## Try it
Below are records to transcribe in full and unchanged; omit every picture.

━━━ Records shown ━━━

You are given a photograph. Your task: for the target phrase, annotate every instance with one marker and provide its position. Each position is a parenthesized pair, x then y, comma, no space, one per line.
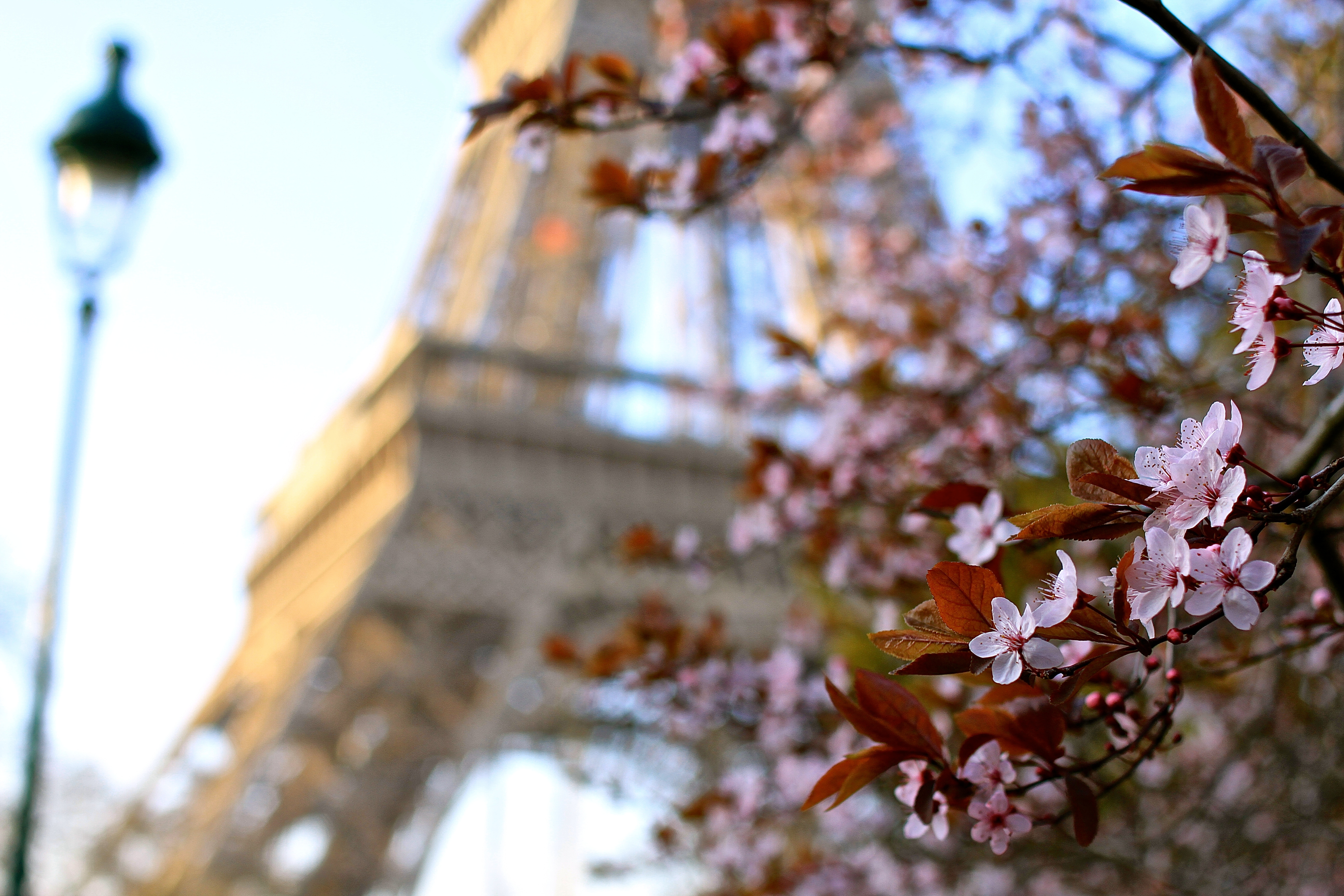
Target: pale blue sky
(306,148)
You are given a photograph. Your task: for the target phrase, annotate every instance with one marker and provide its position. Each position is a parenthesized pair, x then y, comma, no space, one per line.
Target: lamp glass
(95,205)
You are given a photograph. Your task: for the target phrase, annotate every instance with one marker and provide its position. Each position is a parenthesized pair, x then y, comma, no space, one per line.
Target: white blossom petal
(1041,655)
(1007,668)
(1240,608)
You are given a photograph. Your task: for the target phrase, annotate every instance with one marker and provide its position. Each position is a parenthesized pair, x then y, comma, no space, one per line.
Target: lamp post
(104,155)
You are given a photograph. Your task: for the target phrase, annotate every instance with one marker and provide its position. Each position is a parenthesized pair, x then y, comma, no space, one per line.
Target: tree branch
(1255,96)
(1324,430)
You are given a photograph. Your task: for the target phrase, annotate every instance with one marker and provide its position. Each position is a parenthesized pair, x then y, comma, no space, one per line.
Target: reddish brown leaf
(970,746)
(925,617)
(1120,597)
(1295,244)
(1113,487)
(1079,522)
(1019,718)
(963,596)
(952,496)
(1084,804)
(613,68)
(1217,108)
(945,664)
(898,710)
(1279,163)
(1156,162)
(786,346)
(1197,186)
(1072,686)
(560,649)
(901,735)
(924,801)
(912,644)
(851,774)
(1095,456)
(611,185)
(1247,225)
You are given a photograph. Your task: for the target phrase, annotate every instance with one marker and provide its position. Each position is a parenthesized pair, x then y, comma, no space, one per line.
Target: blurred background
(308,150)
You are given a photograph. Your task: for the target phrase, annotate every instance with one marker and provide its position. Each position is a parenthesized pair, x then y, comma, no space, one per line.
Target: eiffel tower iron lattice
(458,510)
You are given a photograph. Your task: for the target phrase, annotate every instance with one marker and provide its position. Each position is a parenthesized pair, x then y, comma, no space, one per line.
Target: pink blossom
(1058,596)
(776,64)
(913,770)
(533,147)
(1326,346)
(1228,578)
(1011,644)
(1206,242)
(1206,489)
(1155,467)
(1264,358)
(1159,578)
(686,543)
(1217,429)
(695,61)
(998,821)
(988,769)
(939,824)
(738,132)
(1252,307)
(980,530)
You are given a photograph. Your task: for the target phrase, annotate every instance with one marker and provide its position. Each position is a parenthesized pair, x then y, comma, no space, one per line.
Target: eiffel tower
(456,511)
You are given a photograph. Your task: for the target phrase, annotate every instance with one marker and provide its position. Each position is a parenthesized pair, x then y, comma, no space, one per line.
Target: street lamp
(104,155)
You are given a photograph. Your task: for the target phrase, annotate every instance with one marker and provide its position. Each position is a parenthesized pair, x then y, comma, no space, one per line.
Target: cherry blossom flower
(1159,578)
(988,769)
(738,132)
(533,147)
(909,792)
(1155,467)
(1058,596)
(1253,299)
(1011,644)
(1264,358)
(1228,578)
(998,821)
(939,824)
(1326,346)
(776,64)
(1217,429)
(695,61)
(1206,242)
(1206,489)
(980,530)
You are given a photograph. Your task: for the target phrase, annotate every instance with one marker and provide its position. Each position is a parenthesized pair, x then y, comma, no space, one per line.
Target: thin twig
(1326,169)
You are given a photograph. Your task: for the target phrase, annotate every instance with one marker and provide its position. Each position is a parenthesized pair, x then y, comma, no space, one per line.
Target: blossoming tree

━━━

## Solution for this task
You are given a photograph. Your task: for the target phrase, annotate every instance with one marker and provide its position. Each position is a parenthesized pair, x then y, comma, no space, one per line.
Target: pale blue sky
(306,148)
You are given a photograph. Your task: for the target phrase, annotate every instance with one marker and provide its position. Each position is a parenthesized pair, x then y, comma, no space, one per line.
Target: lamp glass
(95,205)
You are given a photograph. Your task: for the target phrase, annotate every instance with one marker and provide its position. Each position is a parenthesized pair, x then y, comma, no space, one per line.
Target: white blossom petal
(1041,655)
(1007,668)
(1240,608)
You are given a photograph. Your task: for the target phrase, annotate every instance with one marker and provide its position. Each position is a parenthesized pair, x then y, comma, no space, one per line.
Target: lamp post
(104,155)
You are given a photograph. Your task: for the target phrase, annotate every instance with one marker and provide its position. Each position is a parenthesized pair, x then y, comma, no space, one per line.
Target: tree branch
(1255,96)
(1324,430)
You are given a photograph. Your task: for the target phrase, annotate every instance with one marker and provide its position. Each position is a parenthesized pair, x then y, comma, no space, one per line.
Target: reddish brown leaf
(970,746)
(925,617)
(1120,597)
(1295,244)
(1113,487)
(1079,522)
(1019,718)
(963,596)
(952,496)
(1084,804)
(613,68)
(1217,108)
(945,664)
(898,710)
(1279,163)
(1156,162)
(786,346)
(1197,186)
(1072,686)
(560,649)
(901,735)
(924,801)
(912,644)
(851,774)
(1095,456)
(611,185)
(1247,225)
You are given a photograph. Your task: for the target phrase, annotate every instance with one marker and provide its position. Each position is a parenthesized pair, x then y, comma, no space, one per line.
Target: blurred background
(308,150)
You are given a photograph. Your task: for the target phrase, annotate every instance with one marker and provide its position. Each position is a parenthesized pair, x then y, comma, no space, one per line.
Target: eiffel tower iron lattice
(458,510)
You are given a photograph. Your task: for the target phrase, annotate every instance with one marker and provide its position. Each position is a parenthesized pair, x then y, comma, no space, one per line.
Target: pink blossom
(1058,596)
(776,64)
(913,770)
(533,147)
(1326,346)
(1228,578)
(1011,644)
(1206,242)
(1206,489)
(1155,467)
(1264,358)
(1159,578)
(686,543)
(1217,429)
(695,61)
(998,821)
(988,769)
(939,824)
(738,132)
(1252,307)
(980,530)
You are given a photograph. Your task: for the target phrase, annotate every instance with one marker and provide its position. Each position is a parenthesized pair, x then y, comma, no space, one per line.
Target: eiffel tower
(456,511)
You are given a photograph. Your task: for the target phrase, annotate every instance with one marker and provide its position. Each position is a parenthesized pair, x then y, comma, no space, one per line.
Target: street lamp
(104,155)
You are given a photograph. Your task: for the target phrase, annotate every instance with one marker and provide its position. Each position is a parenthesized pair, x then y, comma, no space, one per line.
Target: cherry blossom flower
(1159,578)
(988,769)
(738,132)
(533,147)
(909,792)
(1155,467)
(1058,596)
(1253,299)
(1011,644)
(1264,358)
(1228,578)
(998,821)
(939,824)
(1326,346)
(776,64)
(1217,429)
(695,61)
(1206,242)
(1206,489)
(980,530)
You are given a photograph. Your task: for the target phrase, annotate every instance with one marker and provide its position. Each position is a parenthesized pair, x then y, comma, no space, one per line.
Target: thin twig
(1326,169)
You are given a photograph. Your task: for the target phrase, annotate every instance with one marker and provide its position. Each position is a parenthesized pair, x then y, comma, no space, one per line.
Target: blossoming tree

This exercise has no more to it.